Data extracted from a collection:
⁂

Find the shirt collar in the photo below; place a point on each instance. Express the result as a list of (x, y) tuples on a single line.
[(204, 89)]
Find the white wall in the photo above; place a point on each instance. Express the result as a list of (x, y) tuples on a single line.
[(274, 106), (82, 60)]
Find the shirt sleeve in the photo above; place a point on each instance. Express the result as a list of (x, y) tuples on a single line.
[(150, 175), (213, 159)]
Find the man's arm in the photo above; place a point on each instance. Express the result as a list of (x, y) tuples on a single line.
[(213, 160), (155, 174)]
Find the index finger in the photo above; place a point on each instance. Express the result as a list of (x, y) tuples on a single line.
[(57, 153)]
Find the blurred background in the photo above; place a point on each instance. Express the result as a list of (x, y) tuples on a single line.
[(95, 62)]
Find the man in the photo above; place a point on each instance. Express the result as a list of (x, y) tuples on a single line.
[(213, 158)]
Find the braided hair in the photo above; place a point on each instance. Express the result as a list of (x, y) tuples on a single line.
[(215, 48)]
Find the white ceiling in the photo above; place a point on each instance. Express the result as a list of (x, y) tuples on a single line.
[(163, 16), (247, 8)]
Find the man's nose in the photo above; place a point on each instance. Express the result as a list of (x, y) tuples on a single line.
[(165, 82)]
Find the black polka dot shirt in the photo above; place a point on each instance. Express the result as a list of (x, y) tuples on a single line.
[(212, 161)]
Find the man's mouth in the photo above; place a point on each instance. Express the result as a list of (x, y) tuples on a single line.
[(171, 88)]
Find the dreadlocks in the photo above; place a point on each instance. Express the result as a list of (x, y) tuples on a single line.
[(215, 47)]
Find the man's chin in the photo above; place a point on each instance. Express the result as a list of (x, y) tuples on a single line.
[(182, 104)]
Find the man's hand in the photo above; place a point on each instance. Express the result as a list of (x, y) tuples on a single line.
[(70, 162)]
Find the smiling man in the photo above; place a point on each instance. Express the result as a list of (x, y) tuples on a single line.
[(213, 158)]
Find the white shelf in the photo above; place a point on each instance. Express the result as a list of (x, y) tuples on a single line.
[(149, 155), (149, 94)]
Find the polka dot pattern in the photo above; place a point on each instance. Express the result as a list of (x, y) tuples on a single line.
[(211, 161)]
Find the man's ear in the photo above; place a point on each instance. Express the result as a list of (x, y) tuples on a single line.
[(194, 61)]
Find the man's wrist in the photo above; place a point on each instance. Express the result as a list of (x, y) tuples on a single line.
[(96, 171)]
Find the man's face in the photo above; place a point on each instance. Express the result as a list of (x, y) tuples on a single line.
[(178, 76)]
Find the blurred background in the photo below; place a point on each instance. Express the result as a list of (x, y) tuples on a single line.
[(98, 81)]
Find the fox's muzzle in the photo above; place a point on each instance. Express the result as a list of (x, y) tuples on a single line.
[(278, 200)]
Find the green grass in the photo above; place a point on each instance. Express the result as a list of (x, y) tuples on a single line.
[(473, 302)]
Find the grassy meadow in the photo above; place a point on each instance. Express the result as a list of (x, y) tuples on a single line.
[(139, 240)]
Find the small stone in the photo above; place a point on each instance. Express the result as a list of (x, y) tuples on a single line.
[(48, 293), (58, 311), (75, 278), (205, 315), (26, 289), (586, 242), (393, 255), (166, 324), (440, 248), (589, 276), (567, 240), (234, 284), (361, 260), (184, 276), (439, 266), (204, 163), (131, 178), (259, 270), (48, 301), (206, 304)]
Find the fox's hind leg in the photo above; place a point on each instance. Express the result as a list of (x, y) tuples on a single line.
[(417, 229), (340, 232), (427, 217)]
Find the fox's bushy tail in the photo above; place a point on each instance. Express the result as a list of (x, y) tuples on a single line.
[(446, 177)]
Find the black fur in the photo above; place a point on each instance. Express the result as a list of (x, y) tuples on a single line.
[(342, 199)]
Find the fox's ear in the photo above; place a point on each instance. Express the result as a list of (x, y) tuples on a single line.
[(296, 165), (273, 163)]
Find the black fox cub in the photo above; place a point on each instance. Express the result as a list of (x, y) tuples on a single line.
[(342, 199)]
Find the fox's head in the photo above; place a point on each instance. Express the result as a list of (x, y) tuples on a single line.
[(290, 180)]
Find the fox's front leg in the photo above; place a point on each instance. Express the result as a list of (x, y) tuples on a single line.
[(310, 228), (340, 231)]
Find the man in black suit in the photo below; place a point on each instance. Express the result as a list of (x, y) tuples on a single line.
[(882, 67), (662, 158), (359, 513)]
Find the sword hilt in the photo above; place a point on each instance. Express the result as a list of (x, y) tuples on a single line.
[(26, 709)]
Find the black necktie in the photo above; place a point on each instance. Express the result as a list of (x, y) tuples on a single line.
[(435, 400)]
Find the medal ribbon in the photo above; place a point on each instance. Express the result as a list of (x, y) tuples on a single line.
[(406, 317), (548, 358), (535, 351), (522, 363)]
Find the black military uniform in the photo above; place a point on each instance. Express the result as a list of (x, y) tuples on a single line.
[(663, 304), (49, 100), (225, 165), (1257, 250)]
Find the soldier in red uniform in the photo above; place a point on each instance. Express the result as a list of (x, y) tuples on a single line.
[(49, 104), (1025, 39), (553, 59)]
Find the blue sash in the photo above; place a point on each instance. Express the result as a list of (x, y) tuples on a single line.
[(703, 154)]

⁂

▶ Exercise task
Every entry in the listing must be retyped exactly.

▶ Exercise result
Find the shirt collar in the photo below; place a point on each instance. Express the result as a list of (x, y) tuples on a single line.
[(204, 89)]
Find the white wall in the photo above; place a point on each instance. Express the result as a list of (x, y) tuples on a single line.
[(274, 106), (82, 60)]
Find the shirt sleeve in the photo above; place a point on each instance. Express the result as a list of (x, y) tuples on a single line.
[(150, 175), (213, 159)]
Find the man's arm in the photo above; place a point on each instance. Express the result as a list of (x, y) tuples on a single line.
[(213, 160), (155, 174)]
Find the index finger in the photo above; place a point on each instance. Express the result as a list of (x, y) tuples on a single line.
[(57, 153)]
Find the blurred background in the photo above; place a point on each instance. Express the result as a list of (x, y) tuples on a single line.
[(95, 62)]
Find the man in the photo above; place a point on each instance. Express the result as a list of (x, y) tuples on a single line.
[(213, 158)]
Find the braided hair in the photo above; place a point on each instance. Express the result as a list of (x, y) tuples on a single line.
[(215, 48)]
Find the white ceiling in the photo above; place a point on each instance. Express the result as a list of (x, y) tuples on a single line.
[(163, 16), (247, 8)]
Find the man's nose in the photo above; place a point on each instance. Express the result as a list of (x, y) tuples on a single line.
[(165, 82)]
Find the black polka dot shirt in the photo above; place a point on each instance. Express the result as a list of (x, y) tuples on a single line.
[(212, 161)]
Find the man's mouth in the photo above; place a point on each instance. Express the result as a list of (x, y) tuples on a single line.
[(171, 88)]
Find the dreadlocks in the photo above; place a point on each instance. Express the result as a list of (x, y) tuples on a single line.
[(215, 47)]
Find the man's chin in the photo above; place a point on each instance. Express the result as a list of (x, y) tuples on a single line.
[(182, 104)]
Find the man's hand in the photo above; place a point on each instance. Express the result as a list of (x, y) tuples on a single line.
[(70, 162)]
Find the smiling man in the photo above; place a point on each instance. Express the result as a list of (x, y) tuples on a single line.
[(213, 158)]
Find the white shelf in the photo above; place a point on each instance. Express the result as a list of (x, y) tuples on a single line.
[(149, 155), (149, 94)]
Find the polka dot pattern in the photo above; place a point on each instance. Express the result as a list of (x, y) tuples on a single line.
[(211, 161)]
Find the man's ear in the photo above; place a point on each instance. Express the result as a list of (x, y) tuples on a single line.
[(194, 61)]
Find the man's wrist in the photo above; place a point on each instance. Express the result as a list of (x, y) tuples on a single line.
[(96, 171)]
Find the man's face in the photo above; place a point on each instance. Express the result as a list of (x, y) tuples on a single line.
[(178, 76)]
Find the blurred background in the photo below; place a point on each instance. Express the result as a list of (x, y) tuples on a single line.
[(98, 81)]
Find the fox's muzzle in the photo above; place a point on each instance. Express the result as a list of (x, y) tuples on a single line.
[(278, 200)]
Find the green grass in the photo above; place a point on each instance. Express the result as a list of (x, y) tuples on a single line.
[(473, 302)]
Find the grassy meadow in the photo above; place a point on each instance. Express the result as a list of (x, y) tuples on a single line.
[(139, 240)]
Find the small stone in the photo above; place a point on each instance. Express the result as a list of (x, y) tuples on a single line.
[(48, 293), (58, 311), (75, 278), (205, 315), (26, 289), (586, 242), (393, 255), (166, 324), (440, 248), (589, 276), (567, 240), (234, 284), (361, 260), (184, 276), (439, 266), (204, 163), (131, 178), (259, 270), (48, 301), (206, 304)]
Find the fox's hind leg in the photo above; place a point on each instance. Express the result as a list of (x, y) tuples on a single line.
[(417, 229), (340, 232), (427, 217)]
Find the fox's bushy tail in the photo above; place a point on each instance. Express the result as a list of (x, y) tuples on a single line.
[(446, 177)]
Find the black fur in the photo above; place a point on each instance. Express the result as a list of (x, y) tuples on a single line.
[(342, 199)]
Find the fox's ear in the photo above; place a point on each instance. Express the result as a list of (x, y) tuples on a single line.
[(296, 165), (273, 163)]
Find the black fox cub in the photo above; place a point on each instance. Express the result as a list of (x, y) tuples on a single line.
[(342, 199)]
Find the fox's head in the photo above; place a point on each instance. Express the result as a list of (x, y) tuples on a single line.
[(290, 180)]
Find the fox's front leg in the photo above; place a point on each instance. Express the result as a list of (x, y) tuples on a single line.
[(310, 228), (340, 231)]
Find the man in black suit in the photo below; place a point on each instance. Express the result as a list of (x, y) tuples on a single line.
[(882, 67), (662, 158), (359, 513)]
Find the sword hilt in the photo above; place a point on each instance. Express the result as a list of (x, y) tuples on a single line.
[(26, 709)]
Find the black necktie in the photo above; place a point on each instance. Express the result as a list of (x, y) tuples on a single line.
[(435, 400)]
Find the medal ribbon in the photo above; place a point on each instance. Express the result as a list of (x, y) tuples on a single line.
[(406, 317), (548, 358), (535, 351), (522, 363)]
Find the black military uniform in the photo above; place a point on each instance. Express the result as a list of (x, y) tuples on a single line.
[(663, 304), (49, 100), (225, 165), (1257, 250)]
Find the soldier in red uniform in the photo above; place a point on each instance. Express the result as a list of (x, y) tuples on a single line.
[(49, 104), (1025, 39), (553, 59)]
Find the blue sash in the photo above; place a point on each instance. Express the result as a list of (x, y) tuples on a single line.
[(703, 154)]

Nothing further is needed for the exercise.